PolySandbox

logo

Inspo

Evaluating AI-generated code safely across multiple environments is messy — every sandbox API has its own quirks, authentication, and runtime behavior. We wanted a single place where researchers and developers could run, score, and compare code execution across backends like Daytona, E2B, and Docker — instantly and reproducibly. That’s how PolySandbox was born: a unified, backend-agnostic execution layer for AI evaluation.

What it does

PolySandbox is a universal sandbox orchestrator that lets you:

Run Python code safely in isolated backends (Daytona, E2B, Docker)
Evaluate model-generated code from datasets like MBPP and HumanEval
Automatically score correctness and capture runtime metrics
Compare sandbox performance (speed, reliability, success rate) side-by-side
Interact through a simple FastAPI backend and a Streamlit UI

In short: one click → any sandbox → consistent results.

Material shown:
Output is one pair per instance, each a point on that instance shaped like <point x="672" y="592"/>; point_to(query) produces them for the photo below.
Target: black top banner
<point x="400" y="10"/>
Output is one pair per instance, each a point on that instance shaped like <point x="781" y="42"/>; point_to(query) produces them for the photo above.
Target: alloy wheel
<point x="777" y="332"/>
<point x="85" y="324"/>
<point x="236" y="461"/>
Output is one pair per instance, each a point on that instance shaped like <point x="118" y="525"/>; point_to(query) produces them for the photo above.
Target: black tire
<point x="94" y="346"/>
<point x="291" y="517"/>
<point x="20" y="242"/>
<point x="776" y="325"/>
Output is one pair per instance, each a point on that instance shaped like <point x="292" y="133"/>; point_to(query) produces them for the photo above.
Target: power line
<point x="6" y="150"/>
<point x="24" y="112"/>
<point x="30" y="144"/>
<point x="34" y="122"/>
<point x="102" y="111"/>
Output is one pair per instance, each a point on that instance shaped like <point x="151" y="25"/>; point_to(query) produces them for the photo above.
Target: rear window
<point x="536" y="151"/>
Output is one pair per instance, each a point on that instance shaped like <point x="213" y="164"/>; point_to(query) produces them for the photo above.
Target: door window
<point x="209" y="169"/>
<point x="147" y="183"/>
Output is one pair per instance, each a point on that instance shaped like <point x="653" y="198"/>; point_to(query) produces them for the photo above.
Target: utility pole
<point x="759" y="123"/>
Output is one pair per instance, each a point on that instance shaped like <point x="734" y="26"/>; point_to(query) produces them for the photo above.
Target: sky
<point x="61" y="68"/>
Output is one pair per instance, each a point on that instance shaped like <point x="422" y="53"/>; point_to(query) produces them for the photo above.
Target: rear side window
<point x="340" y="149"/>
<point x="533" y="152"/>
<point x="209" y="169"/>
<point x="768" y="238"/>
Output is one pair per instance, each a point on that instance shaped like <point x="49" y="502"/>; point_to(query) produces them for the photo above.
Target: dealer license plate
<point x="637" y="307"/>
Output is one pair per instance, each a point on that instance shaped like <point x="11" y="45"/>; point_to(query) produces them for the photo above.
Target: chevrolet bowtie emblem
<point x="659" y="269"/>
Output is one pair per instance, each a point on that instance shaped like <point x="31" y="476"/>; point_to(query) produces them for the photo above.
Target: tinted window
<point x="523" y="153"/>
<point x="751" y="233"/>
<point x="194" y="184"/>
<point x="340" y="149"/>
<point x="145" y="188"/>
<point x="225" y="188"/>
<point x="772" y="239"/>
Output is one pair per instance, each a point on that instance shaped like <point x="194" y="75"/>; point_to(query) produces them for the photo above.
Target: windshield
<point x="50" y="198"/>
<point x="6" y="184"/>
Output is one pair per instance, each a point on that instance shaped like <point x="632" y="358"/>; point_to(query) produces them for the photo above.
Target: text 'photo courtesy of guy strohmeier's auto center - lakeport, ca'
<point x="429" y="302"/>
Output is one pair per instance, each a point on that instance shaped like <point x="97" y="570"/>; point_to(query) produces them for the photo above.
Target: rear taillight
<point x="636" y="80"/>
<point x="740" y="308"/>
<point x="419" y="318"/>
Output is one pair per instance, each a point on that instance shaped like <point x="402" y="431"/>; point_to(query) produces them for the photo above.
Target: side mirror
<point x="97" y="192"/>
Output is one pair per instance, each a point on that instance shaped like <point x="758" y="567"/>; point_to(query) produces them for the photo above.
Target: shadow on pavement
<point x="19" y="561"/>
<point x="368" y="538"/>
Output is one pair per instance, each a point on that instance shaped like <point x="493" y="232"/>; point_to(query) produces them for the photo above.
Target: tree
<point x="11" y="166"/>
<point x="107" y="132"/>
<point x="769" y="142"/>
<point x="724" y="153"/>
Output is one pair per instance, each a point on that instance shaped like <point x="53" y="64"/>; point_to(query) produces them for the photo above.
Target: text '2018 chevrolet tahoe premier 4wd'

Requirement 1: Condense the paragraph of the PolySandbox description that begins "Evaluating AI-generated code safely" into a short bulleted list that keeps its main facts.
Requirement 2: According to the PolySandbox description, which datasets can supply model-generated code for evaluation?
Requirement 3: Extend the PolySandbox description with its next section, picking up after the line "In short: one click → any sandbox → consistent results."
The listing is separate from the PolySandbox description and is not part of it.

Task result 1:
- Evaluating AI-generated code across multiple environments is messy, since each sandbox API has its own quirks, authentication, and runtime behavior.
- The goal was one place where researchers and developers could run, score, and compare code execution across backends such as Daytona, E2B, and Docker, instantly and reproducibly.
- PolySandbox was built for this as a unified, backend-agnostic execution layer for AI evaluation.

Task result 2: MBPP and HumanEval.

Task result 3:
How I built it

Backend: FastAPI server that exposes /run_single, /run_agent , run_batch endpoints for different sandboxes
Adapters: Modular clients for Daytona, E2B, and Docker, each implementing a shared interface (SandboxClient)
Evaluator: Unified pipeline that executes code, measures runtime, and normalizes outputs into a common ExecutionResult schema
Datasets: Integrated loaders for MBPP and HumanEval via Hugging Face
Frontend: Streamlit app that lets users pick a backend, edit code, and visualize results in real time
Testing & Tooling: Built and managed using uv, pytest, and async test harnesses

Challenges I ran into

Orchestrating multiple sandbox APIs — Each platform (Daytona, E2B, Docker) had unique authentication, request formats, and runtime limits. Normalizing these into a single clean interface took careful abstraction.
Error handling and resilience — Handling network timeouts, cold starts, and inconsistent API responses gracefully without crashing the pipeline.
Runtime safety — Ensuring user code executes securely and deterministically inside sandbox containers.
Cross-backend consistency — Guaranteeing that equivalent tests behave identically across environments.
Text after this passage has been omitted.